● KURZE AUFGABE A
Schreib die Einträge vom ersten bis hinunter zur Zeile mit „76], [172, 5]]“ (diese eingeschlossen) als JSON-Liste von Zeichenketten um, eine pro Zeile und ohne leere Zeilen.

Diese Schweizer lassen wirklich jeden rein

Ein Pattayaner auf Sommerreise in Europa, Teil 2, München - Zürich


Der Haupteingang des Zürcher Hauptbahnhof
Der Haupteingang des Zürcher Hauptbahnhof

Nach 16 Jahren Pattaya oder Thailand habe ich momentan etwas genug von Land und Leuten. Der Dauerregen, der Putsch, die wirtschaftliche und politische Unsicherheit, mühselige Visa-Regeln, Langeweile, die Unsicherheit auf dem Immobilienmarkt, die Hitze, der hohe Bahtkurs, alles das sind Faktoren, die meine Stimmung verhageln. Also beschliesse ich, Pattaya für zwei bis drei Monate den Rücken zu kehren und auf einer grossen Sommerreise durch Europa aufzutanken. Und wo kann man das besser tun in als in Städten, denn urban ist Pattaya ja nun wirklich nicht? Hamburg, Berlin, Dresden, Brüssel, Amsterdam, Paris, Marseille, Nizza, Zürich und München will ich mindestens besuchen. Und am 29. Juni ist – 30 Jahre nach der Matur – Klassenzusammenkunft in Zürich. Das sind die Eckdaten, der Rest Improvisation.

● GELIEFERTE DATEN

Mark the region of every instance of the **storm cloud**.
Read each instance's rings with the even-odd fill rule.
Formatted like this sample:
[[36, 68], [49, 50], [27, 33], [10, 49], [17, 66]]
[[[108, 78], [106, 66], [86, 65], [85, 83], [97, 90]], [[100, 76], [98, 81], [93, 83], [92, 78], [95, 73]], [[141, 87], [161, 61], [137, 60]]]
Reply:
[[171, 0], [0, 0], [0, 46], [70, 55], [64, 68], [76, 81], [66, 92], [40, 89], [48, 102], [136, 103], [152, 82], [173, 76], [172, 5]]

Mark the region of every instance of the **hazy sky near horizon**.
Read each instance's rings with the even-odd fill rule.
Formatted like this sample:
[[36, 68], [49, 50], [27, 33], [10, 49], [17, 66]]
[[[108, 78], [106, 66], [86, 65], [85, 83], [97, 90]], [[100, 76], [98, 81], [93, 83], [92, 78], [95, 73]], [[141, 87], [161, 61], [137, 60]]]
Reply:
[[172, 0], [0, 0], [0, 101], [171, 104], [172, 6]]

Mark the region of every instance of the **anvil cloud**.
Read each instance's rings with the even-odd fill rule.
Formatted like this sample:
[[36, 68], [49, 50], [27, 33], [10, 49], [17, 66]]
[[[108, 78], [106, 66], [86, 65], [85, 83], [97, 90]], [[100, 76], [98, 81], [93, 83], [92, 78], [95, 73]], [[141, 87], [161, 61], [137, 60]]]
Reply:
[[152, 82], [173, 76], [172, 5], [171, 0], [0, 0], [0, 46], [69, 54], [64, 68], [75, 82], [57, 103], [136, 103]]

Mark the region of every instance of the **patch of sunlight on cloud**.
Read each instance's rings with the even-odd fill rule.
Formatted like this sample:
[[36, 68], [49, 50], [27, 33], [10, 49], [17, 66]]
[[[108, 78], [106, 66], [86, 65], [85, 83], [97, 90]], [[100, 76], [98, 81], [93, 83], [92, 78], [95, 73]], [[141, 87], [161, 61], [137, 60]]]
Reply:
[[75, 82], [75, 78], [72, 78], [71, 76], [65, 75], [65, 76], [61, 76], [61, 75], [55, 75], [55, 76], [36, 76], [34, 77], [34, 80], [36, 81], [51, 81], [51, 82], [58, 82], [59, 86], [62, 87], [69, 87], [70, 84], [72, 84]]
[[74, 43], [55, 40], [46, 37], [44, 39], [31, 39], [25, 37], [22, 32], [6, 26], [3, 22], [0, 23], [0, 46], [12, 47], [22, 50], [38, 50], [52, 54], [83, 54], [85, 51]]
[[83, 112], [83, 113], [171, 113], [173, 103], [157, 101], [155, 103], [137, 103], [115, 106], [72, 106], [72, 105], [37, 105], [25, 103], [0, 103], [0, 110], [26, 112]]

● KURZE AUFGABE B
Kopiere aus dem Reisebericht wortgetreu alles von „Nach 16 Jahren“ bis hinunter zu „der Rest Improvisation.“.

● ENDGÜLTIGE ANTWORT A
[
  "Mark the region of every instance of the **storm cloud**.",
  "Read each instance's rings with the even-odd fill rule.",
  "Formatted like this sample:",
  "[[36, 68], [49, 50], [27, 33], [10, 49], [17, 66]]",
  "[[[108, 78], [106, 66], [86, 65], [85, 83], [97, 90]], [[100, 76], [98, 81], [93, 83], [92, 78], [95, 73]], [[141, 87], [161, 61], [137, 60]]]",
  "Reply:",
  "[[171, 0], [0, 0], [0, 46], [70, 55], [64, 68], [76, 81], [66, 92], [40, 89], [48, 102], [136, 103], [152, 82], [173, 76], [172, 5]]"
]

● ENDGÜLTIGE ANTWORT B
Nach 16 Jahren Pattaya oder Thailand habe ich momentan etwas genug von Land und Leuten. Der Dauerregen, der Putsch, die wirtschaftliche und politische Unsicherheit, mühselige Visa-Regeln, Langeweile, die Unsicherheit auf dem Immobilienmarkt, die Hitze, der hohe Bahtkurs, alles das sind Faktoren, die meine Stimmung verhageln. Also beschliesse ich, Pattaya für zwei bis drei Monate den Rücken zu kehren und auf einer grossen Sommerreise durch Europa aufzutanken. Und wo kann man das besser tun in als in Städten, denn urban ist Pattaya ja nun wirklich nicht? Hamburg, Berlin, Dresden, Brüssel, Amsterdam, Paris, Marseille, Nizza, Zürich und München will ich mindestens besuchen. Und am 29. Juni ist – 30 Jahre nach der Matur – Klassenzusammenkunft in Zürich. Das sind die Eckdaten, der Rest Improvisation.